Excerpt:
####

December 16, 2024

Math/Control Systems Tutorial – Partial Fraction Expansion with MATLAB – Part II


We continue with the explanation of the partial fraction expansion. In the first part of this post, which can be accessed here, we explained the partial fraction expansion when our rational function (transfer) function has distinct roots. Also, we gave an example of a transfer function with real roots. Let us now focus on an example of distinct but complex roots. Such examples often appear in practice, and we need to dedicate special attention to them. The video accompanying this post can be found here:

Example 1: Compute the step response of the system given by an ODE:

(1)   \begin{align*}\ddot{y}+\dot{y}+y=u\end{align*}


Assume zero initial conditions.

####

Stored records:
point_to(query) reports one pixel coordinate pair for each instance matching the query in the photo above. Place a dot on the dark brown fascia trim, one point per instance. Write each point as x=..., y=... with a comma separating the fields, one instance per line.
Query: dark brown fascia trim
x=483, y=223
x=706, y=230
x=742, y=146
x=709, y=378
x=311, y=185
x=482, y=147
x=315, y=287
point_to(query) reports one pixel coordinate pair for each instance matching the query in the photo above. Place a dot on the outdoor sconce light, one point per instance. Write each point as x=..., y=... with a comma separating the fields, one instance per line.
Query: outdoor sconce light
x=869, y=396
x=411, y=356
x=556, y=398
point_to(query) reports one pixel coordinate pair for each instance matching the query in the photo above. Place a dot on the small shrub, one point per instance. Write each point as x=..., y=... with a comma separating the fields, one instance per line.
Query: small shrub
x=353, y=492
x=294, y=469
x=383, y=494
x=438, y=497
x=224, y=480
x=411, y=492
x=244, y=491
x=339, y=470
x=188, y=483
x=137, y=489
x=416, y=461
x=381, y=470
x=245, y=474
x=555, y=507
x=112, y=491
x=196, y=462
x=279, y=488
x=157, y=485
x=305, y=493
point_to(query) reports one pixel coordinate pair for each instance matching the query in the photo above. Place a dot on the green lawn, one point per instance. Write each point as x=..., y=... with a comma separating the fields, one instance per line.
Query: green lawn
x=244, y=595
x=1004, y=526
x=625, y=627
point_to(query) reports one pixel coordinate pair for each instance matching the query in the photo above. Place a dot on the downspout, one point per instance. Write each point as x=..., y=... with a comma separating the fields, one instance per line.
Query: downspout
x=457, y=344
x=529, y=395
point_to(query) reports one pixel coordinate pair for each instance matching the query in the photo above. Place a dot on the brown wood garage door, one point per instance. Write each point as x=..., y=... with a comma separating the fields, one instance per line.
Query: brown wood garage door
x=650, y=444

####

What is needed:
Reproduce the passage of the partial fraction expansion tutorial above, starting with "Example 1: Compute" and going on through "zero initial conditions.".

Answer:
Example 1: Compute the step response of the system given by an ODE:

(1)   \begin{align*}\ddot{y}+\dot{y}+y=u\end{align*}


Assume zero initial conditions.